Extracted records
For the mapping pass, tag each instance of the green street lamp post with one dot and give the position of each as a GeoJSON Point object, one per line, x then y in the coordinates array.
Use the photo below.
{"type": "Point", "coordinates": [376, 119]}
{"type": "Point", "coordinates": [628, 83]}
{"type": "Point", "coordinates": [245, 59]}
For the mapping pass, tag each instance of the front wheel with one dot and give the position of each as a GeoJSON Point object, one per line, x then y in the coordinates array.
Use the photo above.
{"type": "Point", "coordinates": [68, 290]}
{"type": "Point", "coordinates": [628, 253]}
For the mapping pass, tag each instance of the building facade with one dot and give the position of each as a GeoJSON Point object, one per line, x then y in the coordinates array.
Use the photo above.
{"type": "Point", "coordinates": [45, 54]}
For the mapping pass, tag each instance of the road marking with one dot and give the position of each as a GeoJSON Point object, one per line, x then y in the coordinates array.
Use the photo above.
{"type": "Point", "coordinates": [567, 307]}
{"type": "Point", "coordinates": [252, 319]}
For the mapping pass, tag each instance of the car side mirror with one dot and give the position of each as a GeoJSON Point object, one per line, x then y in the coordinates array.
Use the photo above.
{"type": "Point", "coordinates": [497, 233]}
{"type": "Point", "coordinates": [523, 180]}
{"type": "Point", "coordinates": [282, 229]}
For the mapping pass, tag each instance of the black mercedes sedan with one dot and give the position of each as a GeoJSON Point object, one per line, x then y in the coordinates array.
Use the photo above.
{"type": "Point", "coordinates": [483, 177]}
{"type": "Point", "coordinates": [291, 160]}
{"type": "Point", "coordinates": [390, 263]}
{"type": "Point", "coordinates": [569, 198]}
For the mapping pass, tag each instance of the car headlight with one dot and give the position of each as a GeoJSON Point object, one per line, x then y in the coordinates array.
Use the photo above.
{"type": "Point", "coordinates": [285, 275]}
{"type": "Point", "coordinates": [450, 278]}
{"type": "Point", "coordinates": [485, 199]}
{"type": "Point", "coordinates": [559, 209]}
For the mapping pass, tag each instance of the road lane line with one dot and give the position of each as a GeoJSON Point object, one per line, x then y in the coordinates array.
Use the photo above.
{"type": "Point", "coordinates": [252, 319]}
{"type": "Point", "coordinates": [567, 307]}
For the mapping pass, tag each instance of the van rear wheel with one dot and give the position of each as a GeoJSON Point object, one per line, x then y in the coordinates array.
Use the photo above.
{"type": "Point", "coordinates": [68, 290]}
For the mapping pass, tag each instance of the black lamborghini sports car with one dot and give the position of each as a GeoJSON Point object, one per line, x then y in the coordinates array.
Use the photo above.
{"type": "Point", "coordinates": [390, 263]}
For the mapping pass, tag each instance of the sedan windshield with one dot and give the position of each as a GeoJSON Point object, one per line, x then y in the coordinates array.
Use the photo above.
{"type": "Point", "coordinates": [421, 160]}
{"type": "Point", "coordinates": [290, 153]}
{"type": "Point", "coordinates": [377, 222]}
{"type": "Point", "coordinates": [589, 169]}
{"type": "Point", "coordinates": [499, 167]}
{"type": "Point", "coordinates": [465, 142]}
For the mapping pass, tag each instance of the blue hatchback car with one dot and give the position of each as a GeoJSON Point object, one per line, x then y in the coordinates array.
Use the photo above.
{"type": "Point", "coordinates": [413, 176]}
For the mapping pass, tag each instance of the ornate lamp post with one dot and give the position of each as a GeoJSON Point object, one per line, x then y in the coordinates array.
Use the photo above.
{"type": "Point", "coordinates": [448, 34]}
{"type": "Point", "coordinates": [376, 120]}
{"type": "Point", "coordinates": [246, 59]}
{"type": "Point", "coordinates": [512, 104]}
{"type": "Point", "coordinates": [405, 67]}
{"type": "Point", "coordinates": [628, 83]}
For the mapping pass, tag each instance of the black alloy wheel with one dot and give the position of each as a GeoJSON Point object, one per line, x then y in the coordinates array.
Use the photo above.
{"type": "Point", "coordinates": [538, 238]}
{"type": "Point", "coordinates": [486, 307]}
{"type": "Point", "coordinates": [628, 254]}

Work instruction: Reproduce every line above containing "black".

Result:
For the mapping pass, tag each instance of the black mercedes sedan with one dot and give the position of each as a GeoJSON Point object, one per line, x then y in the coordinates array.
For the mapping pass, tag each instance of the black lamborghini sports car with one dot and give the position of each as a GeoJSON Point object, one per line, x then y in the coordinates array.
For the mapping pass, tag each instance of the black alloy wheel with one dot and give the position of each as a GeoJSON Point object, one per line, x then y in the coordinates array.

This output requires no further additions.